#### Your instructions
Format the lines below as a numbered list, skipping any blank lines. Leave the pictures out of your answer.

#### Image point annotation records
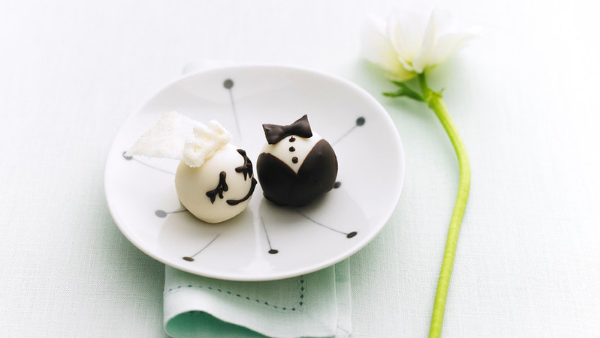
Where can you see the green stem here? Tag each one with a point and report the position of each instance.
(436, 103)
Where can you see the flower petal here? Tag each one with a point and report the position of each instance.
(406, 29)
(448, 44)
(377, 48)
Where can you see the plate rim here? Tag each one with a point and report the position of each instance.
(277, 276)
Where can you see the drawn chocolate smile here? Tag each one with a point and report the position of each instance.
(246, 170)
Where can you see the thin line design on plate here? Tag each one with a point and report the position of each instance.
(191, 258)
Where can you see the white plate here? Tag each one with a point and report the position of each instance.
(265, 242)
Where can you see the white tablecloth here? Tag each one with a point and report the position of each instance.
(524, 97)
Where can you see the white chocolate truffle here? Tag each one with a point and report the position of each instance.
(214, 180)
(219, 189)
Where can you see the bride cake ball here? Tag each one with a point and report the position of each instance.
(214, 180)
(296, 166)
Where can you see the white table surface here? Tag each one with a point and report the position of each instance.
(525, 97)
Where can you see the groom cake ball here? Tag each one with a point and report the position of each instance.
(296, 166)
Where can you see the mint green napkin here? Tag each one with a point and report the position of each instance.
(313, 305)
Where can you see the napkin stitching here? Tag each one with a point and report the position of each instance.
(240, 296)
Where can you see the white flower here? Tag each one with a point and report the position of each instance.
(411, 41)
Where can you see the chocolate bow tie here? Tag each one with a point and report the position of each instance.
(275, 133)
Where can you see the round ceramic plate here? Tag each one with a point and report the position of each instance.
(265, 242)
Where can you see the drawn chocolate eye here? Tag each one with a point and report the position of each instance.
(221, 187)
(245, 168)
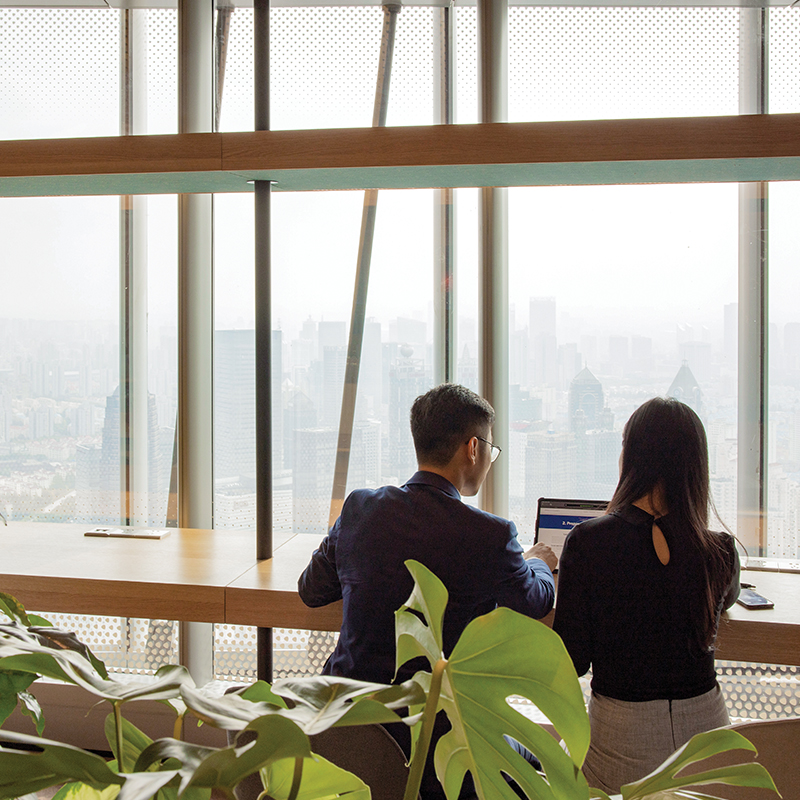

#### Correct answer
1. Where can you see the green stem here? Tag each one with a point and report the position of each instance.
2. (436, 103)
3. Where can you see the flower petal here? Tag each one with a point and report the position of each instance.
4. (406, 29)
5. (448, 44)
6. (377, 48)
7. Where can you see the plate rim here? Tag each one with a point and report the position of each instance.
8. (277, 276)
9. Where can you see the drawn chocolate smile here? Tag each one with a point and report the position of each instance.
10. (246, 170)
11. Where can you see the thin line design on plate here? Tag each one with a point and report the position of each instance.
12. (191, 258)
13. Where can you see the white plate here? Tag each one with a point and report the position of each instance.
14. (265, 242)
15. Where can you see the white tablecloth here? Tag each one with a point and report the position of each instance.
16. (524, 97)
17. Where can you see the white chocolate truffle here? Tag each one with a point and report the position of each instance.
18. (214, 180)
19. (219, 189)
20. Where can you see the bride cake ball here? Tag each one with a point and report the position of each instance.
21. (214, 180)
22. (296, 166)
23. Where can you see the white table surface here? Tag each one with a point and report the position of each instance.
24. (525, 97)
25. Where can you see the groom cake ball here? Tag each one with a point and report the position of each instance.
26. (296, 166)
27. Where can you see the mint green napkin here? Tag each one with a point and report the position of each instance.
28. (313, 305)
29. Where can you see the napkin stitching here? Tag each one with a point and report the position of each instance.
30. (240, 296)
31. Where can you see the white flower here? Tag each one with a point and report the position of each instance.
32. (411, 41)
33. Where can you see the chocolate bow tie here? Tag each one with a point and report the position of each instance.
34. (275, 133)
35. Where can you see the round ceramic plate here? Tag each one with a point and report the position of each instance.
36. (265, 242)
37. Where can you see the drawn chocolate eye here? Tag each one with a point and report the position of each instance.
38. (221, 187)
39. (245, 168)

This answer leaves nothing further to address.